§ DOCUMENT SECTION
_ _ _ _

The Dahlonega Mint was a former branch of the United States Mint built during the Georgia Gold Rush to help the miners get their gold assayed and minted, without having to travel to the Philadelphia Mint. It was located in Dahlonega, Georgia, on what is now the campus of the University of North Georgia. Coins produced at the Dahlonega Mint bear the "D" mint mark. That mint mark is used today by the Denver Mint, which opened in 1906, over four decades after the Dahlonega Mint closed. All coins from the Dahlonega Mint are gold, in the $1, $2.50, $3, and $5 denominations, and bear dates in the range 1838–1861.

==Creation==
The Mint Act of 1835, established by the United States Congress on 3 March, established "one branch at the city of New Orleans for the coinage of gold and silver; one branch at the town of Charlotte...for the coinage of gold only; and one branch at or near Dahlonega, in Lumpkin County, in the state of Georgia, also for the coinage of gold only."

_ _ _ _

§ GIVEN DATA
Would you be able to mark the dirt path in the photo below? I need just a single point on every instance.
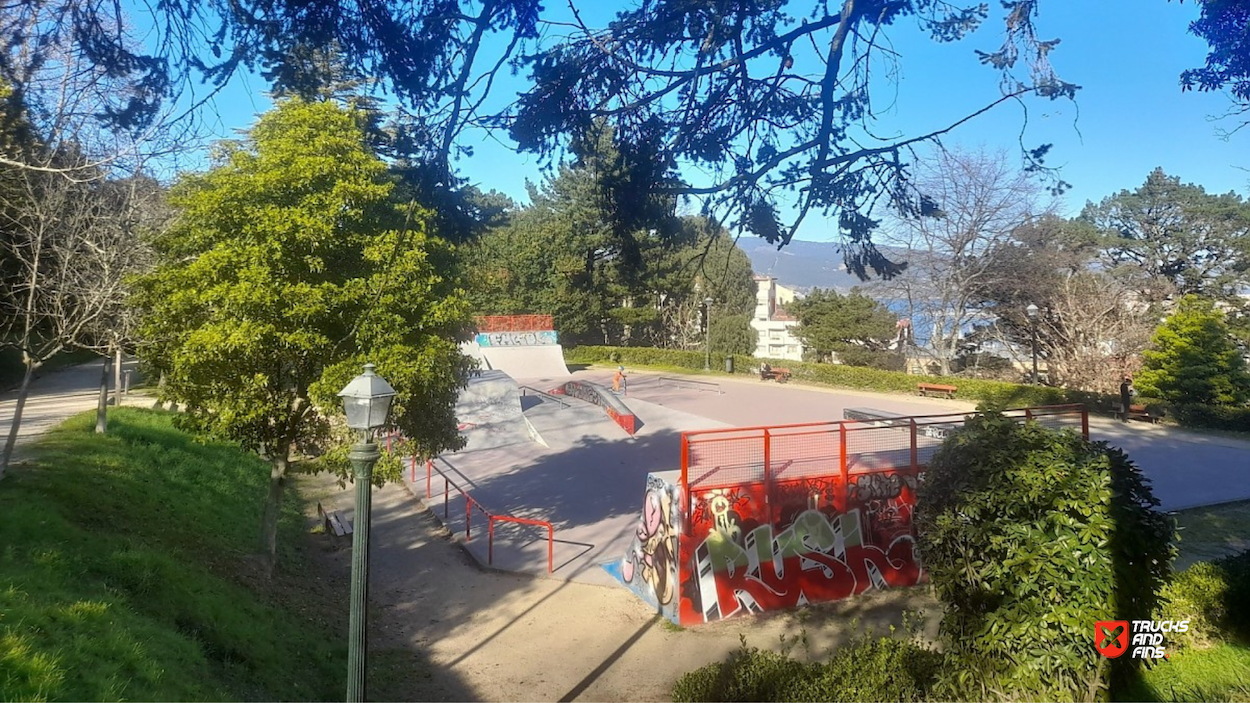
(493, 636)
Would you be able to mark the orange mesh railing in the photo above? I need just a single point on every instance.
(514, 323)
(723, 458)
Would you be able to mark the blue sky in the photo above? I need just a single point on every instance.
(1129, 118)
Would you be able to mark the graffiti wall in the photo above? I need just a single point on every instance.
(649, 567)
(604, 398)
(756, 547)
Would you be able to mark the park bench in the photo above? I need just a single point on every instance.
(926, 388)
(1135, 413)
(334, 523)
(778, 374)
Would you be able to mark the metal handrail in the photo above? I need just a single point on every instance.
(696, 382)
(545, 395)
(470, 502)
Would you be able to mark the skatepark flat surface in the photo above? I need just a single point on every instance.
(589, 479)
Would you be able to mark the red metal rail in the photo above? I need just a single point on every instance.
(750, 438)
(470, 502)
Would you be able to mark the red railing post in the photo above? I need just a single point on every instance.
(844, 469)
(768, 473)
(915, 453)
(685, 478)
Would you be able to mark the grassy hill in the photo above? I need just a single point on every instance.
(125, 574)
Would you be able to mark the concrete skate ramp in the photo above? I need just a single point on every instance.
(543, 362)
(489, 412)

_ _ _ _

§ TASKS TO COMPLETE
1: Shorten the paragraph in the Dahlonega Mint text that starts with "The Dahlonega Mint was a former branch" into a bulleted list that keeps its main facts.
2: From the Dahlonega Mint text, copy everything between "The Dahlonega Mint was" and "the range 1838–1861.", inclusive, renaming "miners" to "prospectors".
The rows are not used here.

§ TASK-BY-TASK RESULTS
1:
- Former branch of the United States Mint, built during the Georgia Gold Rush so miners could have their gold assayed and minted without traveling to the Philadelphia Mint
- Located in Dahlonega, Georgia, on what is now the University of North Georgia campus
- Its coins carry the "D" mint mark, which the Denver Mint uses today; Denver opened in 1906, over four decades after the Dahlonega Mint closed
- Produced only gold coins, in $1, $2.50, $3, and $5 denominations
- Coins are dated from 1838 to 1861

2:
The Dahlonega Mint was a former branch of the United States Mint built during the Georgia Gold Rush to help the prospectors get their gold assayed and minted, without having to travel to the Philadelphia Mint. It was located in Dahlonega, Georgia, on what is now the campus of the University of North Georgia. Coins produced at the Dahlonega Mint bear the "D" mint mark. That mint mark is used today by the Denver Mint, which opened in 1906, over four decades after the Dahlonega Mint closed. All coins from the Dahlonega Mint are gold, in the $1, $2.50, $3, and $5 denominations, and bear dates in the range 1838–1861.